Start of Excerpt

I grew up in the UK.
We played rounders, not baseball.
I’d never heard of the Savannah Bananas.
And yet, twenty minutes into listening to Jesse Cole speak, I realised I was hearing one of the clearest modern examples of brand-first leadership I’ve ever come across.
Not marketing.
Not storytelling.
Not gimmicks.
Brand decisions. Taken to their logical extreme.
When You Have Nothing — And Choose Brand Anyway
February 2016.
A twin air mattress in a converted garage.
Thirty dollars for a week of groceries.
Two tickets sold in three months.
Seven figures in debt.
Jesse spends thousands of dollars he doesn’t have on a logo.
His team tells him it’s insane. They can’t afford it. They’re broke.
Jesse looks at the designer and says:
“I want a badass banana. This can’t be soft.”
That moment matters more than it seems.
This wasn’t a visual identity decision.
It wasn’t about aesthetics.
It was a declaration of intent.
Because Jesse understood something most leaders only grasp once it’s too late:
If the brand isn’t remarkable, nothing else matters.

End of Excerpt
Start of Available data

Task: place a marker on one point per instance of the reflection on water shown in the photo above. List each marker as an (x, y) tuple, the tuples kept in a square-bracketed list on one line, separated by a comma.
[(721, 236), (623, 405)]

End of Available data

Resume the essay about Jesse Cole and the Savannah Bananas brand, continuing right after its final line.

== Result for this task ==
Today, the Savannah Bananas have:
- A 3.2 million-person waitlist
- Over 2 million tickets sold this year
- A valuation north of $100 million
- No investors
- No debt
- Total control
He didn’t compromise his way there.
He went all in on brand — when he had absolutely nothing.
Conviction Before Comfort
Most organisations do the opposite.
They invest in brand once they can afford it.
They protect margin first and belief second.
They wait for certainty.
Jesse didn’t wait.
He named the team the Bananas when everyone told him it was ridiculous.
He got booed walking down the street in his own city.
Local press called the name embarrassing. Sports columnists said he should be run out of town.
He kept going.
Because if people don’t feel something — strongly — you don’t have a brand. You have a product.
The logo.
The yellow tuxedo.
The dancing players.
The all-inclusive tickets.
Every decision that looked reckless through a business lens made perfect sense through a brand lens.
When Brand Decisions Look Like Madness
Two weeks before COVID hit, Jesse removed all sponsorships.
Hundreds of thousands of dollars in revenue. Gone.
Any CFO would panic.
Any board would shut it down.
Jesse’s response was simple:
“We work for one person. The fan.”
Later, when major broadcasters came calling, they wanted exclusivity. Big money. Guaranteed revenue.
Jesse said no.
Every game stayed free on YouTube.
He waited.
He held his nerve.
They blinked.
Today, the Bananas stream on ESPN and YouTube.
Free for fans. No compromise.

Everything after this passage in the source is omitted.